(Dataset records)
========

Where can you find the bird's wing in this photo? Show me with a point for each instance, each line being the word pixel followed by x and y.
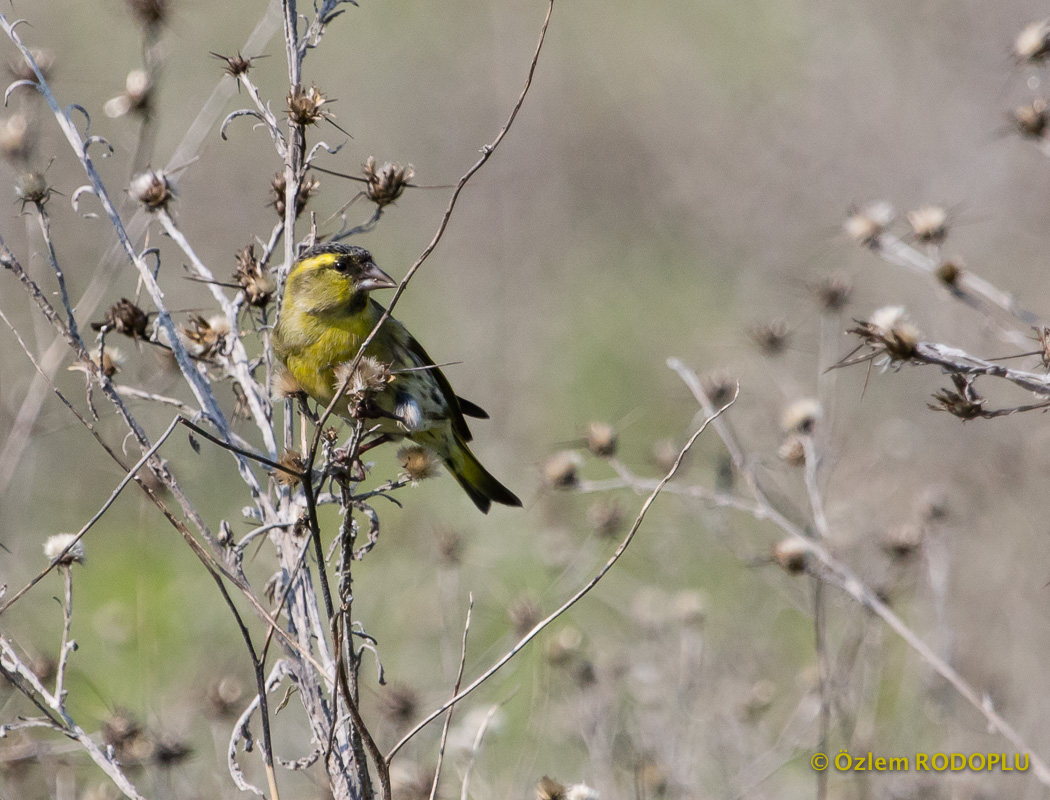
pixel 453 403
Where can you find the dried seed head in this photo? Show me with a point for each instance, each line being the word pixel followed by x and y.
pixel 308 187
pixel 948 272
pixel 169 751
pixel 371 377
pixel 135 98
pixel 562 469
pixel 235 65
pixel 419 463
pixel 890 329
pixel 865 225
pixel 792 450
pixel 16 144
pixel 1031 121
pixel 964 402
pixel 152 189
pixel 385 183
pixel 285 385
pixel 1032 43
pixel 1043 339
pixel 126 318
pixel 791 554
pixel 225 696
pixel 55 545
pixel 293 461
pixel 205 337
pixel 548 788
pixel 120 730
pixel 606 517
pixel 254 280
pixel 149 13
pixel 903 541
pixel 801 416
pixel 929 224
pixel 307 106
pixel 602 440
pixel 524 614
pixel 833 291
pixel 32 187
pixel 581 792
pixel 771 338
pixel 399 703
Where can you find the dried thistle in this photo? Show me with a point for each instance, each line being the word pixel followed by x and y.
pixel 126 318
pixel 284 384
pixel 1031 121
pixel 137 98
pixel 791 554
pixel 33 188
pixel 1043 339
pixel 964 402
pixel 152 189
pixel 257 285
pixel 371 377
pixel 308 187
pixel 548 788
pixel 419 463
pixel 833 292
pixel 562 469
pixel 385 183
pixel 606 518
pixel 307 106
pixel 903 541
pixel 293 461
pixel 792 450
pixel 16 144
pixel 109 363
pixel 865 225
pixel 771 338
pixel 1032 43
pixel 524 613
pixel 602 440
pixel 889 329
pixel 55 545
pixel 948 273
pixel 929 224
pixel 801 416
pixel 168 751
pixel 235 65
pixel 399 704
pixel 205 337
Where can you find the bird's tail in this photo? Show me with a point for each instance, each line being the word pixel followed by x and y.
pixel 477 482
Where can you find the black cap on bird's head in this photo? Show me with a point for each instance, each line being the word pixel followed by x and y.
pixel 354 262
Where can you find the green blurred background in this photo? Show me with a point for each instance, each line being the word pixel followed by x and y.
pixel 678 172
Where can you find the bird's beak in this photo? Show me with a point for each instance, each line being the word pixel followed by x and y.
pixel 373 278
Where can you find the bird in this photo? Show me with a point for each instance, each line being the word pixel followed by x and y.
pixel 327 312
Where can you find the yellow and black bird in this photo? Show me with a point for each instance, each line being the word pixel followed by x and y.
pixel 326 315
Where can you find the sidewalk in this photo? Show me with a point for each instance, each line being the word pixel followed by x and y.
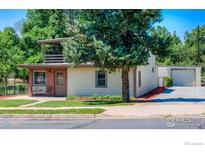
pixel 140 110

========

» **EXERCISE GOAL**:
Please repeat every record exactly as it stands, leaving out any pictures.

» **ANSWER BELOW**:
Where can you find the bird's wing in this photo? Show me with a point for each instance, each line being the word pixel followed by x and y.
pixel 453 403
Where can you find the dried seed head in this photo? Show me with a point for each instance, each line being the word pixel followed by x and y.
pixel 308 187
pixel 948 272
pixel 169 751
pixel 371 377
pixel 135 98
pixel 562 469
pixel 235 65
pixel 419 463
pixel 890 329
pixel 865 225
pixel 792 450
pixel 16 144
pixel 1031 121
pixel 964 402
pixel 152 189
pixel 385 183
pixel 285 385
pixel 1032 43
pixel 1043 339
pixel 126 318
pixel 791 554
pixel 225 696
pixel 55 545
pixel 293 461
pixel 205 337
pixel 548 788
pixel 120 730
pixel 606 517
pixel 254 280
pixel 149 13
pixel 903 541
pixel 801 416
pixel 929 224
pixel 307 106
pixel 602 440
pixel 524 614
pixel 833 291
pixel 32 187
pixel 581 792
pixel 771 338
pixel 399 703
Where can you find the dried thistle in this photo? Show me with a point for each instance, each line being the word pixel followed by x and y.
pixel 126 318
pixel 284 384
pixel 1031 121
pixel 137 98
pixel 791 554
pixel 33 188
pixel 1043 339
pixel 964 402
pixel 152 189
pixel 257 285
pixel 371 377
pixel 308 187
pixel 548 788
pixel 419 463
pixel 833 292
pixel 562 469
pixel 385 183
pixel 606 518
pixel 307 106
pixel 903 541
pixel 293 461
pixel 792 450
pixel 16 144
pixel 109 363
pixel 865 225
pixel 771 338
pixel 1032 43
pixel 524 613
pixel 602 440
pixel 889 329
pixel 55 545
pixel 948 273
pixel 929 224
pixel 801 416
pixel 168 751
pixel 235 65
pixel 399 704
pixel 205 337
Where can you find the bird's tail in this photo? Show me with a point for each instance, each line being the word pixel followed by x and y.
pixel 477 482
Where can you find the black cap on bird's head in this photo? Show me with a point for each instance, each line being the word pixel followed by x and y.
pixel 354 262
Where can you find the green blurred background in this photo? Show me with a point for each instance, each line being the word pixel followed by x and y.
pixel 678 172
Where can you find the bird's beak in this photo? Show me with a point for each instance, each line being the word pixel followed by x and y.
pixel 373 278
Where can you find the bird in this photo? Show me with a point for each instance, each line being the word pixel followed by x and y.
pixel 327 312
Where can you find the yellow and black bird in this photo? Show me with a point for each instance, each line being the word pixel followed by x and y.
pixel 326 315
Where can you find the sidewalk in this photo? Show me with a point for each instance, each line being the word pixel followed by x and y.
pixel 140 110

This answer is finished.